**Instructions for the task:**
So that the copy stays text only, transcribe the data below exactly and exclude the images.
Data section Start Marker
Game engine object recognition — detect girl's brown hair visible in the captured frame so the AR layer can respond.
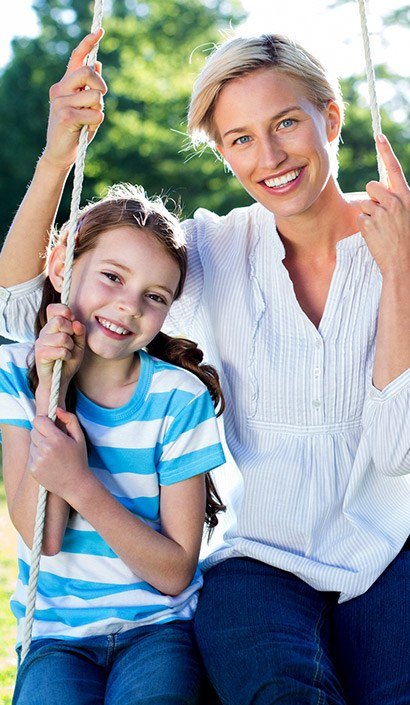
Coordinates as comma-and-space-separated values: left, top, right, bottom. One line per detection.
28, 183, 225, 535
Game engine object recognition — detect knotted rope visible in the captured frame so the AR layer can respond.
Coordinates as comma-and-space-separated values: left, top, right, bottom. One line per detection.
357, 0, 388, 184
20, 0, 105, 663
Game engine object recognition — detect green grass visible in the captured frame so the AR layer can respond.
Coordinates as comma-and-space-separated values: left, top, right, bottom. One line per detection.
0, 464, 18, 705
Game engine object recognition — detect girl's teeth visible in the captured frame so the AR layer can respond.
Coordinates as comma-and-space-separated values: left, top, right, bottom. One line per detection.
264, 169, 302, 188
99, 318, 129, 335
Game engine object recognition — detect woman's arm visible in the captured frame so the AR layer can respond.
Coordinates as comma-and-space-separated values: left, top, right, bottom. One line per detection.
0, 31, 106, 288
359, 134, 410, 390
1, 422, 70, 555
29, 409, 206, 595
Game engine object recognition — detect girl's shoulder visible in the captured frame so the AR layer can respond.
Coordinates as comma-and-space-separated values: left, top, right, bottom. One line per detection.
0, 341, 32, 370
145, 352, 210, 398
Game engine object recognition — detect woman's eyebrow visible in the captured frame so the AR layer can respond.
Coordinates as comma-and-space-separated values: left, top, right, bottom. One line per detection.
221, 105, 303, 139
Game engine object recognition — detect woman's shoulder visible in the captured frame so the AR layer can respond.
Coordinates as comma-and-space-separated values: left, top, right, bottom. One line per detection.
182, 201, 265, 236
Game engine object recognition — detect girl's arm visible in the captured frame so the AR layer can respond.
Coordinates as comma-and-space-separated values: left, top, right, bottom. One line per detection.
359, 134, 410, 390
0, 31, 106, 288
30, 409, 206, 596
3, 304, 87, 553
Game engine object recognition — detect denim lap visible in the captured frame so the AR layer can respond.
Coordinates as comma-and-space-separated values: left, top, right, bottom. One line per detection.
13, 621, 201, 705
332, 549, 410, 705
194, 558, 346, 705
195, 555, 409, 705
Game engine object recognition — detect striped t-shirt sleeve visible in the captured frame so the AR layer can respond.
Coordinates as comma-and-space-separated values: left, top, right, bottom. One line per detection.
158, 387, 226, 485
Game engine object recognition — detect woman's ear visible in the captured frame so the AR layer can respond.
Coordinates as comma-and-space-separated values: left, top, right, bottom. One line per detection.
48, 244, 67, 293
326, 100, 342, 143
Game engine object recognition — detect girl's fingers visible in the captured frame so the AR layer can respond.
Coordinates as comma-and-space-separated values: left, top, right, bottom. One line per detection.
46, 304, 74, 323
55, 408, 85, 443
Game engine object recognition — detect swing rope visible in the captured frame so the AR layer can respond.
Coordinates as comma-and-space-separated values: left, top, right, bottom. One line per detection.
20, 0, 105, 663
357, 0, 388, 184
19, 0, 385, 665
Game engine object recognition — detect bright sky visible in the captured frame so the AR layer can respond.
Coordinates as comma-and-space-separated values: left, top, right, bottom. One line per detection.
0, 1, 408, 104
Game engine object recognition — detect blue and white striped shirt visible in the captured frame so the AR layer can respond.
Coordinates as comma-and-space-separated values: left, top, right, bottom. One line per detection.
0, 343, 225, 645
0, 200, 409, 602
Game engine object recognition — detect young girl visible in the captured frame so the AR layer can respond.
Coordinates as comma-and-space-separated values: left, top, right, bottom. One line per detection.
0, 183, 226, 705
Data section End Marker
**Task answer:**
Game engine object recognition — detect girl's brown hair visible in the captured frame so the AR layer can respond.
Coordinates as comma-and-space-separated values: left, top, right, bottom. One line per detection.
28, 183, 225, 535
Game engine object recognition — detect knotted rope visible in the captured frame so the AR layer can respond.
Coordinates as comma-and-space-separated values: left, top, right, bottom. One line per detection.
357, 0, 388, 184
20, 0, 105, 663
Game engine object recognition — detect green grass visible in the captured frame so the AR layer can respond.
Coordinates as comma-and-space-separated values: left, top, right, bottom. One line per detection.
0, 464, 18, 705
Game engine object recognition — detect girl's teeth visible in the captured frame so the AR layer can respond.
Coordinates as comma-and-space-separated values: left, top, right, bottom. One line per detection.
264, 169, 302, 188
99, 318, 129, 335
Game engine object recognition — detect woman's arm visible in the captured frame so the AR layer can respond.
Coordinates as comma-and-space-separated values: left, top, right, bottom. One line per detection.
0, 31, 106, 288
359, 134, 410, 390
1, 422, 70, 555
29, 409, 206, 595
Game engine object recognition — detect girl's shoulder visible in the captured frame so the AR layer can respond.
Coordinates as comma-and-space-separated values: left, top, right, bottom. One line per detection.
0, 341, 32, 370
145, 352, 210, 398
Game engine object recognition — detect woman's eyebrow visible in the captured frame so the AR layer can respond.
Coordinates as comma-and-space-separated values: left, top, right, bottom. One line per detection.
221, 105, 303, 139
Game engine object recognition — detect woman's shoulder visible in the captured frame so the AR layer can respond.
Coordinates as comma-and-space-separated values: left, top, right, bottom. One line per detection.
182, 201, 265, 236
Game engine object recognition — detect girl's arm visible in the captured frame so the AR layer can respond.
Coordinates as comma-and-space-separated values: left, top, right, bottom. One line per detection.
359, 134, 410, 390
0, 31, 106, 288
30, 409, 206, 596
3, 304, 87, 553
Game engine object recognition — detect denim lap visible in the captured frame so the AR layer can respond.
Coordinates as comma-and-space-separated values: left, top, right, bottom. One line per detection.
13, 621, 201, 705
332, 549, 410, 705
194, 558, 346, 705
195, 555, 409, 705
Game engine object recognition — detect striped t-shirt sleeve visible in the captured frame so the AR layer can respond.
Coordinates as comma-and-space-separated values: left, top, right, bottom. One line per detection.
158, 387, 226, 485
Game engine object recognition — detect woman's ear visible in the captured frame so the AR layer can respond.
Coordinates as comma-and-space-separated values: left, top, right, bottom. One line per detection.
48, 244, 67, 293
326, 100, 342, 143
Game engine object recognition — detect girl's fingers visible in the captured frame so the AR layer can respond.
Coordinates as comma-and-space-separated values: left, top, right, bottom. One line per detection.
46, 304, 74, 323
55, 408, 85, 443
Game engine object recognition — detect swing rope visible in the captured frame so the AR layer can respond.
Coordinates as comma-and-space-separated values: left, top, right, bottom. One line per detection.
20, 0, 105, 663
357, 0, 388, 184
19, 0, 385, 665
Game engine object recognition — detect bright sky visible in the captured frame so the AR layer can respond.
Coordinates as comma-and-space-separated values: left, top, right, bottom. One line per detection.
0, 1, 408, 104
Game engine object recognition — detect blue and white striped shirt visible in the captured frame so the AR layer can respond.
Coordinates as comma-and-space-separated values: left, top, right, bottom. One line per detection.
0, 343, 225, 645
0, 200, 409, 602
Game engine object recognition — detect young girl visible in the captured frame so the AR layer can respond.
Coordinates as comma-and-space-separated values: left, top, right, bottom. One line per detection.
0, 183, 226, 705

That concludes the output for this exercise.